Gestellte Aufgabe 1
Ändere die Zeilen, die nach dem Text folgen: Gib sie ab der Zeile mit „target=wooden deck floor" bis einschließlich der Zeile mit „[323,115,360,138]" erneut aus und setze dabei „cord" anstelle von „rope"; alles andere bleibt gleich. Lass die Bilder in der Antwort weg.

Der Kollege ist Verteidiger in einem noch laufenden Verfahren vor dem LG Hamburg wegen Beihilfe zum bandenmäßigen Handeltreiben mit Betäubungsmitteln in nicht geringer Menge. Zunächst ist in dem Verfahren gegen den Mandanten des Kollegfen und dessen Bruder, im Folgenden ist das der Angeklagte, gemeinsam ermittelt worden. Später hat die Staatsanwaltschaft das Verfahren gegen den Mandanten des Kollegen abgetrennt. Der Angeklagte/Bruder befindet sich seit November 2020 wegen Fluchtgefahr in Untersuchungshaft befindet und er ist am 19.o1.2024 – noch nicht rechtskräftig – zu einer Gesamtfreiheitsstrafe von 15 Jahren verurteilt worden.

Kurz vor Abschluss der Hauptverhandlung gegen den Angeklagten hat der Kollege beantragt, den Angeklagten gemeinsam mit seinem Mitverteidiger ohne Überwachung in der JVA sprechen zu dürfen. Er hat die Erteilung einer entsprechenden Besuchserlaubnis beantragt. Diesen Antrag hat der Vorsitzende der Strafkammer abgelehnt.

Dagegen die Beschwerde, die das OLG zurückgewiesen hat:

„a) Einem unüberwachtem Besuch bei dem Angeklagten durch die Verteidiger des ehemaligen Mitbeschuldigten pp. steht bereits das Haftstatut, das anordnet, dass Besuche zu überwachen sind, entgegen.

aa) Das Haftstatut ist rechtmäßig erlassen worden uno ist aufgrund der Besonderheiten im hiesigen Fall auch nach Durchführung der Hauptverhandlung zur Vermeidung von Verdunklungshandlungen weiterhin erforderlich.

(1) Über die bloße Freiheitsentziehung hinausgehende Beschränkungen auf der Grundlage von § 119 Abs. 1 StPO sind nur zulässig. wenn für eine Gefährdung des Haftzwecks konkrete Anhaltspunkte vorliegen (BVerfG, Beschl. v. 30. Oktober 2014 – 2 BA 1513/14, juris Rn. 18; OLG Celle, Beschl. v. 22. Februar 2019 – 3 Ws 67/19, juris Rn. 10 f.; OLG Zweibrücken, Beschl. v. 26. September 2018 – 1 Ws 207/18, juris Rn. 3; KG Berlin, Beschl. v. 12. August 2013 – 4 Ws 102-103/13, juris Rn. 11). Hierbei muss der zu schützende Haftzweck nicht gleichzeitig nach Lage des Falles einen Haftgrund bilden (HansOLG in Bremen, Beschl. v. 10. Mai 2022 – 1 Ws 30/22, juris Rn. 13 m.w.N.). Eine Anordnung kann daher auch dann auf Verdunkelungsgefahr gestützt werden, wenn die Untersuchungshaft alleine auf den Haftgrund der Fluchtgefahr gestützt wird.

Gespeicherte Zeilen
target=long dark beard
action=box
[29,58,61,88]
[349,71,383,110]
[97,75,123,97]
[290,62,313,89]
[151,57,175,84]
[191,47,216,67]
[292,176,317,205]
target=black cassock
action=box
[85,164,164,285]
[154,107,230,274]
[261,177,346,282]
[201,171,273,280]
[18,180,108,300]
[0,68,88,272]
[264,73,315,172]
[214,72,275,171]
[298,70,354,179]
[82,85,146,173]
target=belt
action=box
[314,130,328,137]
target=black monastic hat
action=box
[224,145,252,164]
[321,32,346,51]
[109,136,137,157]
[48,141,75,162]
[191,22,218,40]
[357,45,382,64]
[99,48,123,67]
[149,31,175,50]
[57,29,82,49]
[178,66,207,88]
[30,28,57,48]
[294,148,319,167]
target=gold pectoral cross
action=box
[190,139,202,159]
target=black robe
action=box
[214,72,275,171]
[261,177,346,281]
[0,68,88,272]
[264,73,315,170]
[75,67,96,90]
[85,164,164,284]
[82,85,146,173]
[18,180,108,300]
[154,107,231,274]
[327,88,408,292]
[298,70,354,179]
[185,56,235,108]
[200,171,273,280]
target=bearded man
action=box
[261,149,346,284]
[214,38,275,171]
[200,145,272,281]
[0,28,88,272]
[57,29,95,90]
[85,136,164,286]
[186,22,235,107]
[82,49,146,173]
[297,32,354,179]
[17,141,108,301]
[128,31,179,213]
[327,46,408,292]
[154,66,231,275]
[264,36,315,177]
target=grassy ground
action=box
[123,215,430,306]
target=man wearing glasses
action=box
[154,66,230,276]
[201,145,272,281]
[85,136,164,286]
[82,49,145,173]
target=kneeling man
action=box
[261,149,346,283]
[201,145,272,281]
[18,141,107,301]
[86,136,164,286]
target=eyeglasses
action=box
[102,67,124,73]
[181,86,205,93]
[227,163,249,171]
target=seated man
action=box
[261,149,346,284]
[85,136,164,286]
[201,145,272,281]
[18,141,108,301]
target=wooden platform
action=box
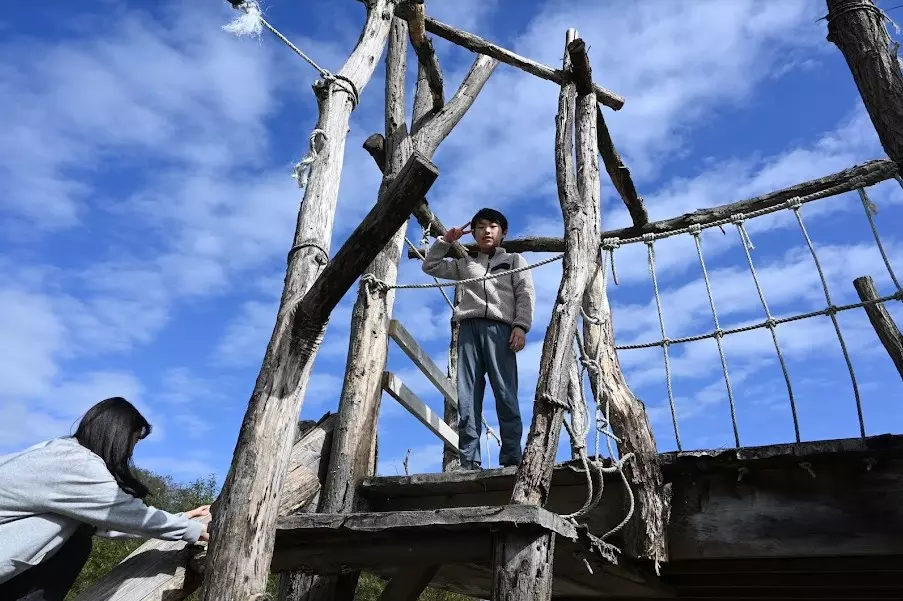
[272,505,673,599]
[361,435,903,599]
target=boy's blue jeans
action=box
[458,319,524,469]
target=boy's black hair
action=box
[470,208,508,232]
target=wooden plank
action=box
[408,159,898,259]
[853,276,903,378]
[383,371,458,449]
[825,0,903,164]
[361,435,903,570]
[389,319,458,407]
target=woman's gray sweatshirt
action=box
[0,437,202,582]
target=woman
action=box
[0,397,209,601]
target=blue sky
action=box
[0,0,903,481]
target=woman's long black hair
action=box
[75,397,151,499]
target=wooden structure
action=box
[90,0,903,601]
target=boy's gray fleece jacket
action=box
[423,237,534,332]
[0,437,202,582]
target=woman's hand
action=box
[185,505,210,519]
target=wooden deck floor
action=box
[348,435,903,599]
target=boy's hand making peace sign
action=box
[442,223,473,242]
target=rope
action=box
[363,254,564,291]
[858,185,903,292]
[223,0,360,107]
[787,198,865,438]
[606,175,884,246]
[615,292,903,351]
[404,232,456,308]
[643,234,683,451]
[690,227,740,449]
[286,240,329,265]
[292,128,329,188]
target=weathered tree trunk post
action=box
[201,5,406,601]
[306,5,498,601]
[853,275,903,378]
[583,260,671,562]
[827,0,903,165]
[492,30,601,601]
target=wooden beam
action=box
[827,0,903,165]
[298,17,420,601]
[407,3,445,111]
[502,30,600,601]
[583,246,671,562]
[442,298,461,472]
[408,159,898,259]
[596,103,649,228]
[412,56,499,156]
[853,276,903,378]
[295,152,439,331]
[364,134,467,259]
[383,371,458,450]
[426,17,624,111]
[361,436,903,568]
[389,319,458,406]
[511,34,601,505]
[379,565,439,601]
[201,0,394,601]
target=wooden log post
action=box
[201,0,395,601]
[306,5,498,601]
[492,30,601,601]
[408,159,899,259]
[853,276,903,378]
[202,153,438,601]
[827,0,903,165]
[583,260,671,562]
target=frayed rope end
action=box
[223,0,263,37]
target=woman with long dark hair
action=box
[0,397,209,601]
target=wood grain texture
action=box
[853,276,903,378]
[583,266,670,562]
[511,34,601,505]
[426,17,624,111]
[408,159,898,258]
[201,0,395,601]
[407,3,445,111]
[827,0,903,165]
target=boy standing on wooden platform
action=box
[423,209,534,470]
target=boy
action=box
[423,209,534,470]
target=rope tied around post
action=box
[292,128,329,188]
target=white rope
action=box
[361,254,564,290]
[223,0,264,37]
[292,128,329,188]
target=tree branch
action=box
[364,134,467,259]
[425,17,624,111]
[407,3,445,111]
[414,56,499,156]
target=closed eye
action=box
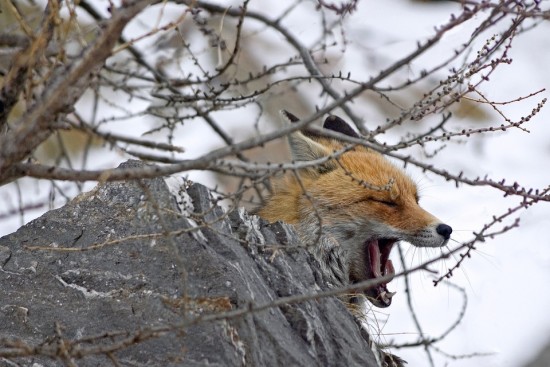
[370,198,397,208]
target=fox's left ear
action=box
[281,110,336,173]
[323,115,360,138]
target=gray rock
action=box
[0,162,376,367]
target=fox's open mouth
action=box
[358,238,397,307]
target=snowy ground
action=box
[0,1,550,367]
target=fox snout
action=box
[435,223,453,241]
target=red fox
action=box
[258,111,452,307]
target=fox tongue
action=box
[367,240,382,278]
[365,239,395,307]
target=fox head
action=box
[259,111,452,307]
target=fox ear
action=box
[281,110,336,173]
[323,115,359,138]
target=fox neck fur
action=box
[258,111,452,307]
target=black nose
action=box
[435,223,453,240]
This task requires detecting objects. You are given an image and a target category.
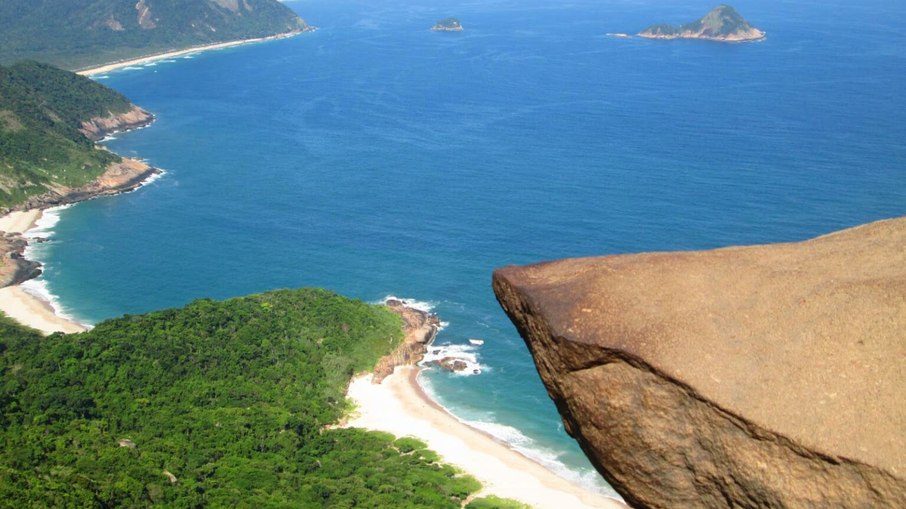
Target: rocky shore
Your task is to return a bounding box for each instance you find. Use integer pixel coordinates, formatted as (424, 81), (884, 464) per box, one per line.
(79, 106), (154, 141)
(371, 299), (440, 384)
(0, 106), (160, 306)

Gestellte Aufgabe 2
Führe den Text über die abgelehnte Besuchserlaubnis für den Verteidiger im Anschluss an seinen letzten Satz weiter.

Ergebnis der Aufgabe 1
target=wooden deck floor
action=box
[348,435,903,599]
target=boy's hand making peace sign
action=box
[442,223,473,242]
target=cord
action=box
[363,254,564,291]
[858,185,903,292]
[223,0,360,107]
[787,198,865,438]
[606,175,884,246]
[615,292,903,351]
[404,232,456,308]
[643,234,683,451]
[690,227,740,449]
[286,240,329,265]
[292,128,329,188]
target=weathered tree trunk post
action=box
[201,5,406,601]
[306,5,498,601]
[853,275,903,378]
[583,260,671,562]
[827,0,903,165]
[492,30,601,601]
target=wooden beam
action=box
[827,0,903,165]
[298,17,420,601]
[407,3,445,111]
[502,30,600,601]
[583,246,671,562]
[442,298,461,472]
[408,159,898,259]
[596,103,649,228]
[412,56,499,156]
[853,276,903,378]
[295,152,439,331]
[364,134,467,259]
[383,371,458,450]
[426,17,624,111]
[361,436,903,568]
[389,319,458,406]
[511,34,601,505]
[379,565,439,601]
[201,0,394,601]
target=wooden log post
action=box
[201,0,395,601]
[306,5,498,601]
[492,30,601,601]
[408,159,899,259]
[853,276,903,378]
[202,153,438,601]
[827,0,903,165]
[583,260,671,562]
target=frayed cord end
action=box
[223,0,263,37]
target=woman with long dark hair
action=box
[0,397,209,601]
target=wood grain texture
action=box
[853,276,903,378]
[583,266,670,562]
[511,34,601,505]
[426,17,624,111]
[408,159,898,258]
[201,0,395,601]
[407,3,445,111]
[827,0,903,165]
target=boy standing on wooden platform
action=box
[423,209,534,470]
target=boy
action=box
[423,209,534,470]
target=cord tied around post
action=box
[292,128,329,188]
target=white cord
action=box
[361,254,564,290]
[223,0,264,37]
[292,128,329,188]
target=tree branch
action=box
[364,134,467,259]
[425,17,624,111]
[407,3,445,111]
[414,56,499,156]
target=closed eye
action=box
[370,198,397,208]
target=fox's left ear
action=box
[281,110,336,173]
[323,115,360,138]

Ergebnis der Aufgabe 2
Maßgeblich für eine Anordnung nach § 119 Abs. 1 StPO ist, ob bestimmte Umstände es nach einer Wahrscheinlichkeitsprognose nahelegen, dass der Beschuldigte ohne Beschränkungsanordnung im Untersuchungshaftvollzug Handlungen begehen könnte, die den Haftzwecken zuwiderlaufen.

Bei Tatbeteiligten gilt im Hinblick auf eine Verdunkelungsgefahr der Erfahrungssatz. dass der unkontrollierte Informationsaustausch untereinander die Gefahr der Erschwerung oder sogar Vereitelung der Wahrheitsfindung mit sich bringt. Absprachen zwischen Mittätern im Hinblick auf das Vorgehen im Prozess, insbesondere hinsichtlich des Einlassungsverhaltens, liegen jedenfalls in den Fällen nahe. in denen die Angeklagten nicht geständig sind (vgl. KG, Beschl. v. 7. August 2014 – 1 Ws 52/14, NStZ-RR 2014, 377; Beschl. v. 12. August 2013 – 4 Ws 102-‚103/13, StV 2014, 229 und Beschl. v. 7. Februar 2012 – 4 Ws 11/12, juris Rn. 31; Meyer-Goßner/Schmitt, StPO 66. Aufl., § 119 StPO, Rn. 7; KK-StPO/Gericke, 9. Aufl., § 119 R1. 42). Hinweise auf konkrete Vorhaben des Gefangenen sind dafür nicht erforderlich. Zur Begründung der Gefahr können vielmehr auch allgemeine kriminalistische Erfahrungen, wie die Art der dem Inhaftierten zur Last gelegten Taten und ihrer Begehung, herangezogen werden (KG Berlin, Beschl. v. 7. August 2014 – 1 Ws 52/14, juris Rn. 6; Krauß in BeckOK StPO, 50. Edition, § 119 Rn. 12 m.w.N.; Lind/Gärtner in Löwe-Rosenberg, StPO, 27. Aufl., § 119 Rn. 21). Dies gilt insbesondere bei Tätergruppen, die im Rahmen der Begehung der wahrscheinlichen Straftaten gezeigt haben, gegen gesetzliche Regeln geplant, wiederholt und systematisch zu verstoßen. Relevant sind hiernach insbesondere Fälle der organisierten Kriminalität (Krauß a.a.O.).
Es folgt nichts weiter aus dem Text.